**PROBLEM TO WORK ON:**
Copy every row below word for word, leaving out the pictures.

**DATA ROWS:**

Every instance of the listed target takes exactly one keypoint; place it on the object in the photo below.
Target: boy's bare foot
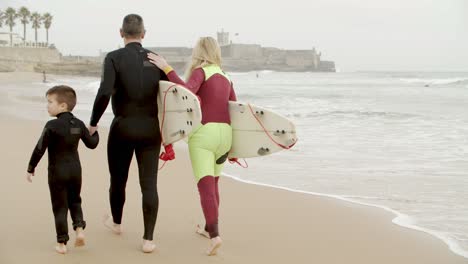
(108, 222)
(61, 248)
(202, 232)
(148, 246)
(215, 244)
(79, 241)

**EXERCISE OUTPUT:**
Every instance of the listed target takes exactly one keypoint; place it on the object in the photo below.
Target: boy's bare foot
(108, 222)
(61, 248)
(202, 232)
(148, 246)
(215, 244)
(79, 241)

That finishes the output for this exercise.